══ Trecho selecionado
No Brasil,
desde Dezembro de 2003, está em vigência a Lei 10.826/03, apelidada
de “Estatuto do Desarmamento”. Este “nome” se devia
principalmente ao texto do art. 35, que foi invalidado pelo Referendo
Popular de 2005, mas que, se estivesse vigente, marcaria a nação
pelo fim da produção e comercialização de armas no Brasil –
situação que atingiria toda a população civil, exceto os CACs
(Colecionadores, atiradores e caçadores registrados perante o
Exército Brasileiro).
O que se
pretende estudar neste momento, é especificamente os crimes de porte
ilegal de armas de fogo, consubstanciados nos artigos 14 e 16 da
referida lei.
Primeiramente,
é importante anotar que existe no caput do art. 6o
uma proibição genérica ao porte de armas, ou seja, desde dezembro
de 2013 o porte de armas é proibido em todo o Brasil, EXCETO para os
casos previstos em lei federal, e para as pessoas listadas nos
diversos incisos do artigo sexto.
Isto é
relevante, porque temos, então, pessoas a quem o porte de armas é
proibido (todos), e pessoas a quem o porte de armas NÃO É PROIBIDO
(aqueles com porte de armas previsto em lei federal, e os listados
nos incisos do art. 6o ). Isto irá se refletir
diretamente na análise dos crimes aqui estudados.
Os dois
artigos que tratam os crimes de Porte Ilegal de Arma de Fogo se
distinguem fundamentalmente pelo art. 14 tratar de armas de calibre
PERMITIDO, e o art. 16 tratar de armas de calibre RESTRITO. Esta
definição não consta da lei, mas sim do R-105, que é o decreto
3.665/2000.
O que é permitido ou restrito?
Então a
primeira questão necessária para se compreender se o fato material
se amolda a um dos dois tipos, é observar o OBJETO, e obter a partir
da leitura do Dec. 3.665/2000 se se trata ou não de PCE1,
e sendo, se é qualificado como restrito ou permitido.
Atentem ao
fato de poderem existir portarias, instruções normativas, etc.,
qualificando este ou aquele objeto como permitido ou restrito, mas a
lei é imperativa, onde no art. 23 se restringe a classificação ao
R-105 (ato do Poder Legislativo realizado por provocação do
Exército Brasileiro). Nada fora do R-105 pode classificar PCEs,
muito menos para fins penais.
Porte ilegal de arma de fogo de uso permitido
O primeiro
objeto de nosso estudo, é o art. 14:
Portar,
deter, adquirir, fornecer, receber, ter em depósito, transportar,
ceder, ainda que gratuitamente, emprestar, remeter, empregar, manter
sob guarda ou ocultar arma de fogo, acessório ou munição, de uso
permitido, sem autorização e em desacordo com determinação legal
ou regulamentar:
Pena
– reclusão, de 2 (dois) a 4 (quatro) anos, e multa.
Parágrafo
único. (julgado
inconstitucional pelo STF)
════
══ Excertos de dados
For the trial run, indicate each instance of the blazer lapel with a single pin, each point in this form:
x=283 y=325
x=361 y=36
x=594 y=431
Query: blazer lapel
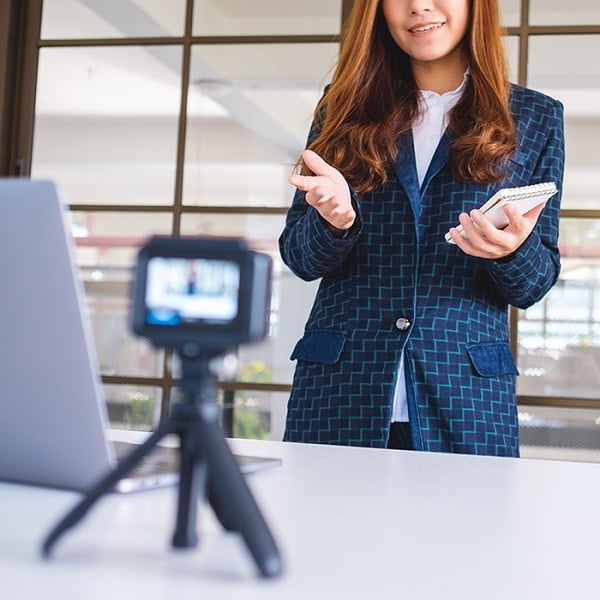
x=406 y=171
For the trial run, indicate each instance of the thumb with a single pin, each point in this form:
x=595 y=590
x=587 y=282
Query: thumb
x=317 y=165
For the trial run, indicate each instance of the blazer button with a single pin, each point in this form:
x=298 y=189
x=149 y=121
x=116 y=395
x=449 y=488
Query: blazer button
x=402 y=323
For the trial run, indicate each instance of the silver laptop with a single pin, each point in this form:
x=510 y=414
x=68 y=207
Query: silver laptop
x=53 y=417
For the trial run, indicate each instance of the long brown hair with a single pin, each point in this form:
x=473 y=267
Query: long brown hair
x=373 y=98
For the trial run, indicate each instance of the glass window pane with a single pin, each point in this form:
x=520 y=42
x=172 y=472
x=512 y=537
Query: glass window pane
x=265 y=94
x=266 y=17
x=555 y=67
x=559 y=12
x=511 y=12
x=133 y=406
x=555 y=433
x=259 y=415
x=106 y=123
x=107 y=245
x=80 y=19
x=511 y=43
x=559 y=338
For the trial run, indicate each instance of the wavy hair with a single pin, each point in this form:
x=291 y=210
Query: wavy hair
x=373 y=99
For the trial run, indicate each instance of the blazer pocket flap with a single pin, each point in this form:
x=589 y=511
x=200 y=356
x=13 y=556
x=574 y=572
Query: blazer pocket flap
x=320 y=346
x=490 y=359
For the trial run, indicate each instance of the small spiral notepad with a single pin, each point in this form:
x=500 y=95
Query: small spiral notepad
x=526 y=197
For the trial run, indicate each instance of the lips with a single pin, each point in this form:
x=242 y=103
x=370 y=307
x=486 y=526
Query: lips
x=426 y=27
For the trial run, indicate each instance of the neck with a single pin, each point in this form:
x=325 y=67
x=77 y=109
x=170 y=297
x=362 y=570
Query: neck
x=439 y=76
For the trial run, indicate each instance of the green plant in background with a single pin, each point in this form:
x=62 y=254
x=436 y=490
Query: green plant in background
x=249 y=421
x=140 y=412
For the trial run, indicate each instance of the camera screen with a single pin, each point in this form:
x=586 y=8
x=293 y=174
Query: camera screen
x=189 y=291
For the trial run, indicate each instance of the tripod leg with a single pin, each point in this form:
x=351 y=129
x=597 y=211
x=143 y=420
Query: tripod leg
x=105 y=485
x=233 y=502
x=192 y=484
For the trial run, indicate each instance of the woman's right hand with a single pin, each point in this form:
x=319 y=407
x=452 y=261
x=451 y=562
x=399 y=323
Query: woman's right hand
x=327 y=191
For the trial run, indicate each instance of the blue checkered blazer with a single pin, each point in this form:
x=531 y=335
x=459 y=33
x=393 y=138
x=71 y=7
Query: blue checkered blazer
x=395 y=264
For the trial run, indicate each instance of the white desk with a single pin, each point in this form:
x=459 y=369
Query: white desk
x=351 y=523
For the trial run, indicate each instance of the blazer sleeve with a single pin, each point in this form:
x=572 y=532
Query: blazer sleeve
x=534 y=268
x=306 y=245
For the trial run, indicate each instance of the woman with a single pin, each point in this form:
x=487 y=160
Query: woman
x=407 y=345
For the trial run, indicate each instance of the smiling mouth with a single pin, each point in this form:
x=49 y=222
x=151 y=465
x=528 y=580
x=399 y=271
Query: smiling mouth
x=429 y=27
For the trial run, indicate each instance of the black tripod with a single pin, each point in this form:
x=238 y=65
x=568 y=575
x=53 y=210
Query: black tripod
x=206 y=467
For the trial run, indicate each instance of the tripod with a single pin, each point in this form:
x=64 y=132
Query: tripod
x=206 y=467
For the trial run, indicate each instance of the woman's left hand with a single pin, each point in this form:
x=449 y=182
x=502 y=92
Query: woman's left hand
x=480 y=238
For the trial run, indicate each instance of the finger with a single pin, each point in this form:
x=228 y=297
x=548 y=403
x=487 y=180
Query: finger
x=303 y=182
x=317 y=165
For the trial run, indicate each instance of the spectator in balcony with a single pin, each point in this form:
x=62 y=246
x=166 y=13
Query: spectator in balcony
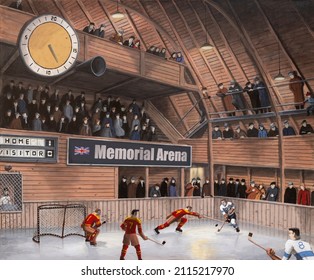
x=226 y=99
x=231 y=191
x=263 y=94
x=253 y=95
x=252 y=131
x=172 y=187
x=239 y=133
x=310 y=100
x=216 y=133
x=306 y=128
x=155 y=191
x=129 y=42
x=180 y=57
x=288 y=130
x=272 y=192
x=100 y=32
x=273 y=130
x=262 y=133
x=123 y=188
x=296 y=85
x=236 y=92
x=290 y=195
x=252 y=191
x=118 y=37
x=222 y=191
x=304 y=196
x=228 y=132
x=89 y=29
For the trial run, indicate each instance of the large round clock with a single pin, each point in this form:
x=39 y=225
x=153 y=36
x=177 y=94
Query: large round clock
x=48 y=45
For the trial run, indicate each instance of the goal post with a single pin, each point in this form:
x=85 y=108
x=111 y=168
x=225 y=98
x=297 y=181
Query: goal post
x=59 y=220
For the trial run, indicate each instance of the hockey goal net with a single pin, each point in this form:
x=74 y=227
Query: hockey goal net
x=59 y=220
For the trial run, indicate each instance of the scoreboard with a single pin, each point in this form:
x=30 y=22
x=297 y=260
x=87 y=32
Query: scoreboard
x=28 y=148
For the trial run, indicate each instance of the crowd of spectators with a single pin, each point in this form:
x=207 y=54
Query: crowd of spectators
x=40 y=110
x=261 y=132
════
*Objetivo*.
Quais artigos da Lei 10.826/03 são citados no trecho sobre porte ilegal de armas? Liste todos. As entradas não têm relação alguma com o trecho.

*Resposta completa*.
Art. 35, art. 14, art. 16, art. 6º e art. 23.